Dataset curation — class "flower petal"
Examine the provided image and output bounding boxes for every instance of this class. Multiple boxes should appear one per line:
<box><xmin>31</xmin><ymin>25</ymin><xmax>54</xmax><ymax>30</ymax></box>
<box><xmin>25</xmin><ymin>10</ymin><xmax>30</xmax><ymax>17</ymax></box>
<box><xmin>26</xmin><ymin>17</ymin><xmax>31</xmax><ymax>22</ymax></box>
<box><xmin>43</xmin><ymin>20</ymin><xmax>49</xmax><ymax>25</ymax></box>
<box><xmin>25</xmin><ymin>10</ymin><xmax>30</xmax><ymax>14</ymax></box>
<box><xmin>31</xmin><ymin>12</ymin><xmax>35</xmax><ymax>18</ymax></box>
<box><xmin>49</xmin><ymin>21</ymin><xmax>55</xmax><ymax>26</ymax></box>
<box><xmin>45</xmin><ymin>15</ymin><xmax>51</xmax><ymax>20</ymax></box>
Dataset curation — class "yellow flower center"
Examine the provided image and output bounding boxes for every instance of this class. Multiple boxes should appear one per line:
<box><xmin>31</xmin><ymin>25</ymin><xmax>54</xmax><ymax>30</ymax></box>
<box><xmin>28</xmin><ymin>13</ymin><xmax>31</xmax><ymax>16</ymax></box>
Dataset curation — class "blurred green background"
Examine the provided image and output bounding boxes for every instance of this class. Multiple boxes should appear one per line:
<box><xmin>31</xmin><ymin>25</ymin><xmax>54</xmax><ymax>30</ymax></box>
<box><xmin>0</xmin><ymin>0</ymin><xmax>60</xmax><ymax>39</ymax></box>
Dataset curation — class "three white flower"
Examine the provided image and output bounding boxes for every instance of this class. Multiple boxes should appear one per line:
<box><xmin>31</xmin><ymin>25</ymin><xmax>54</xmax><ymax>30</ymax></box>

PROBLEM TO SOLVE
Rescale the entries above by writing out every line again, requests included, with each box coordinate in the answers multiplied by 0.9 and rounded to a whole number, halves rounding up. Leave the numbers in the requests and their sample boxes unchanged.

ANSWER FOR THIS EXERCISE
Dataset curation — class "flower petal"
Examine the provided image and output bounding boxes for every instance of this class. Multiple boxes should appear one per line:
<box><xmin>31</xmin><ymin>25</ymin><xmax>54</xmax><ymax>30</ymax></box>
<box><xmin>23</xmin><ymin>9</ymin><xmax>27</xmax><ymax>15</ymax></box>
<box><xmin>23</xmin><ymin>15</ymin><xmax>28</xmax><ymax>20</ymax></box>
<box><xmin>39</xmin><ymin>18</ymin><xmax>44</xmax><ymax>23</ymax></box>
<box><xmin>23</xmin><ymin>9</ymin><xmax>27</xmax><ymax>13</ymax></box>
<box><xmin>28</xmin><ymin>11</ymin><xmax>32</xmax><ymax>16</ymax></box>
<box><xmin>44</xmin><ymin>19</ymin><xmax>50</xmax><ymax>23</ymax></box>
<box><xmin>41</xmin><ymin>14</ymin><xmax>46</xmax><ymax>18</ymax></box>
Dataset curation — class "yellow flower center"
Examine the provided image and output bounding boxes for every instance of this class. Multiple boxes should appear one per line:
<box><xmin>31</xmin><ymin>25</ymin><xmax>54</xmax><ymax>30</ymax></box>
<box><xmin>25</xmin><ymin>12</ymin><xmax>28</xmax><ymax>14</ymax></box>
Dataset curation — class "blurred green background"
Examine the provided image and output bounding boxes for every instance of this class. Multiple boxes should appear one per line:
<box><xmin>31</xmin><ymin>25</ymin><xmax>54</xmax><ymax>30</ymax></box>
<box><xmin>0</xmin><ymin>0</ymin><xmax>54</xmax><ymax>35</ymax></box>
Dataset curation — class "three white flower"
Examine the provided image and output bounding boxes for every instance of this class. Multiple boxes should appear one per line:
<box><xmin>31</xmin><ymin>25</ymin><xmax>54</xmax><ymax>30</ymax></box>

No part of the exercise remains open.